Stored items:

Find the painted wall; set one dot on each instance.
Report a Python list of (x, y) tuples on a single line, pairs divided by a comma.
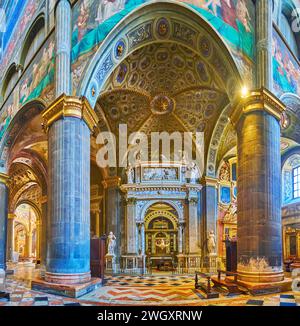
[(286, 70), (93, 20), (36, 82), (14, 31)]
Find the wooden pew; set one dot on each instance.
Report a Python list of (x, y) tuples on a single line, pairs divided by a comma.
[(205, 286)]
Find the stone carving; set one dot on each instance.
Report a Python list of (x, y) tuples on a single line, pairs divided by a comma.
[(224, 173), (111, 244), (211, 242), (231, 214), (130, 174)]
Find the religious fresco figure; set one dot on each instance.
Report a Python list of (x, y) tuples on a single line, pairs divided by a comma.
[(107, 8)]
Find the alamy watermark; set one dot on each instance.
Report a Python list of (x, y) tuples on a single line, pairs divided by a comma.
[(127, 150), (296, 20)]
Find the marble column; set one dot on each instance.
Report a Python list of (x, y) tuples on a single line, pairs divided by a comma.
[(113, 202), (209, 210), (277, 9), (69, 122), (180, 238), (38, 239), (259, 244), (130, 223), (10, 236), (43, 236), (193, 226), (264, 28), (3, 219)]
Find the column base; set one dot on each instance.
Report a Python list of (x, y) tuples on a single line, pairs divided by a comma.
[(66, 290), (260, 277), (78, 278)]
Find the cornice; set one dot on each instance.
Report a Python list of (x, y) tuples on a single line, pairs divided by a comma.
[(4, 178), (258, 100), (70, 106)]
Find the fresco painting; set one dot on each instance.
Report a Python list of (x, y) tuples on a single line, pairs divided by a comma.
[(18, 32), (7, 115), (38, 81), (286, 70), (233, 19)]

• Instruction
Switch every "set one dot" in the data above to "place one point" and write all the lines out again with nothing else changed, leaving the pictures out.

• Response to this exercise
Find the painted wall; place one point on each instance.
Report a Python list of (x, y) tuples on a single line, pairs divided by a comma.
[(286, 70), (93, 20), (36, 82), (14, 31)]
Find the wooden pew; place one point on each instance.
Report a Python list of (x, y) tuples on a single line, pairs divided by a comma.
[(205, 286)]
Find the stone carving; place one point on each instance.
Report a Python list of (x, y) tuples on a single line, pairs divided by a comma.
[(224, 173), (111, 244), (211, 242), (231, 214), (130, 174)]
Find the religious fresco figure; place one point on each instance.
Report a Python list of (x, y) tuples on a single line, pairs divided by a comma.
[(107, 8)]
Find the alamy watermark; place one point on each instance.
Report a Python list of (x, y) tuples on a single line, pairs divided by a comma.
[(127, 150), (296, 20)]
Find the marble column; place one point on each instance.
Report a Python list of (x, y) tuples on a single line, pairs divided by a comma.
[(113, 202), (209, 210), (277, 9), (69, 122), (180, 238), (38, 239), (259, 244), (130, 223), (10, 236), (43, 236), (193, 226), (264, 28), (3, 219)]
Find the column base; place one point on each instance.
Report a Python list of (x, y) tuples on a single line, pairs divided by a comma.
[(66, 290), (260, 277), (78, 278)]
Find the cornice; place one point on each instance.
Report a Python list of (x, y) tuples on a single line, pairs divided by a comma.
[(4, 178), (258, 100), (70, 106)]
Find the fresco painting; place one point on each instance.
Report a Python list of (x, y) tuples on a single line, pairs divided by a comma.
[(18, 32), (7, 115), (38, 81), (286, 70), (233, 19)]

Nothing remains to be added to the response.